**Work to do**
a – Decide whether each statement below agrees with the text on sampling distributions. Answer yes or no for each, and quote the words of the text that settle it.
(i) A sampling distribution describes the distribution of individual observations in the population.
(ii) A statistic has a distribution because the sample it is computed from is random.
(iii) The illustration uses a sample size of 25.
b – According to the text on sampling distributions, what other name is sometimes used for repeated simulations?
c – Reproduce the passage of the text on sampling distributions starting at "Example: If we" and ending at "the sample mean.".

--- Reading text ---

New question

Now we shift to using simulation for statistical inference.

How can we use repeated simulations (sometimes known as resampling) to carry out hypothesis testing and understanding sampling distributions

Before: simulate random observations or data values from a target distribution.
Now: simulate statistics
Goal: approximate the distribution of a (test) statistic. This distribution is known as a sampling distribution.

What is a sampling distribution?

Suppose we repeatedly drawn samples of size \(n\) from the same population. Then for each sample, we compute a statistic, such as:

the sample mean \(\bar{X}\)
the sample proportion \(\hat{p}\)
the sample median
the difference in two sample means

Note that a statistic is random because the sample is random. Therefore it has a distribution. This distribution is called a sampling distribution.

The sampling distribution is the distribution of that statistic over repeated samples.

Example: If we repeatedly sample \(n = 25\) observations and compute \(\bar{X}\) each time, the value of \(\bar{X}\) will vary from sample to sample (i.e. the statistic \(\bar{X}\) is random).

The distribution of \(\bar{X}\) is the sampling distribution of the sample mean.

Population distribution vs. sampling distribution

Population distribution: Describes the distribution of individual data values or observations in the population.

This is the distribution we were targeting when we used:

the inverse CDF method
rejection sampling
importance sampling or sampling importance resampling

Sampling distribution: Describes the distribution of a statistic computed from repeated samples.

Earlier: simulate observations from a population distribution
Now: study the distribution of a statistic built from those observations

\[ \text{Population distribution} \;\longrightarrow\; \text{draw a sample } X_1,\dots,X_n \;\longrightarrow\; \text{compute a statistic } T(X_1,\dots,X_n) \]

If we repeat this process many times, the resulting values of \(T\) form the sampling distribution of the statistic.

Illustration

set.seed(4279)

# Settings
n <- 25          # sample size
B <- 5000        # number of repeated samples

# Store the sample means
sample_means <- numeric(B)

# Repeated sampling
for (b in 1:B) {
  x <- rnorm(n, mean = 10, sd = 2)   # draw one sample from the population
  sample_means[b] <- mean(x)         # compute the statistic
}

# View the sampling distribution
hist(sample_means,
     main = "Sampling Distribution of the Sample Mean",
     xlab = "Sample mean",
     col = "lightgray",
     border = "white")

# Compare to the population mean
abline(v = 10, lwd = 2, lty = 2)

set.seed(123)

# One sample from the population
x <- rnorm(25, mean = 10, sd = 2)

par(mfrow = c(1, 2))

hist(x,
     main = "One Sample of Raw Data",
     xlab = "x",
     col = "lightgray",
     border = "white")

hist(sample_means,
     main = "Sampling Distribution of x-bar",
     xlab = "Sample mean",
     col = "lightgray",
     border = "white")

--- Dataset extract ---

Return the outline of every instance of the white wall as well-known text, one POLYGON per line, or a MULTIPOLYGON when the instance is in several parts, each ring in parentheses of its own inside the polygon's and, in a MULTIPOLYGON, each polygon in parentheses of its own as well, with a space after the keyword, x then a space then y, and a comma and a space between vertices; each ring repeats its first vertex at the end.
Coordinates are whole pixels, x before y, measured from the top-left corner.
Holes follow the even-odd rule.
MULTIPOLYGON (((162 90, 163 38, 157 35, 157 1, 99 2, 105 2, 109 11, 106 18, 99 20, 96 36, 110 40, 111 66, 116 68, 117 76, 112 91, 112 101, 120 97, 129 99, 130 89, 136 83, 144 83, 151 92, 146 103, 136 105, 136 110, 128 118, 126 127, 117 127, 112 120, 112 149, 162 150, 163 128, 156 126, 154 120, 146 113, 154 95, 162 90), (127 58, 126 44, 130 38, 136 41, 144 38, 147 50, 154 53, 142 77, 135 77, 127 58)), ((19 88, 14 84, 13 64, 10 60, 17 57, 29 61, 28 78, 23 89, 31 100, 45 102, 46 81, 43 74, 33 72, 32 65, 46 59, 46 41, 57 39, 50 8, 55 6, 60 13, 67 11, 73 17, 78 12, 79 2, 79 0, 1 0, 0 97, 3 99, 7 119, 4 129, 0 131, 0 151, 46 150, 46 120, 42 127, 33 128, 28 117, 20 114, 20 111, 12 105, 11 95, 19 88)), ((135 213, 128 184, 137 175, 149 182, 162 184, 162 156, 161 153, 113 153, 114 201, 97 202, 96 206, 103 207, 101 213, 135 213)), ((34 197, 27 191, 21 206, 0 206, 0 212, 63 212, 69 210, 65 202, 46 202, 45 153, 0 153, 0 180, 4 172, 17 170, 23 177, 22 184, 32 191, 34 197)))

---

**Responses**
a –
(i) No: "Sampling distribution: Describes the distribution of a statistic computed from repeated samples."
(ii) Yes: "Note that a statistic is random because the sample is random. Therefore it has a distribution."
(iii) Yes: "n <- 25"

b – Resampling

c –
Example: If we repeatedly sample \(n = 25\) observations and compute \(\bar{X}\) each time, the value of \(\bar{X}\) will vary from sample to sample (i.e. the statistic \(\bar{X}\) is random).

The distribution of \(\bar{X}\) is the sampling distribution of the sample mean.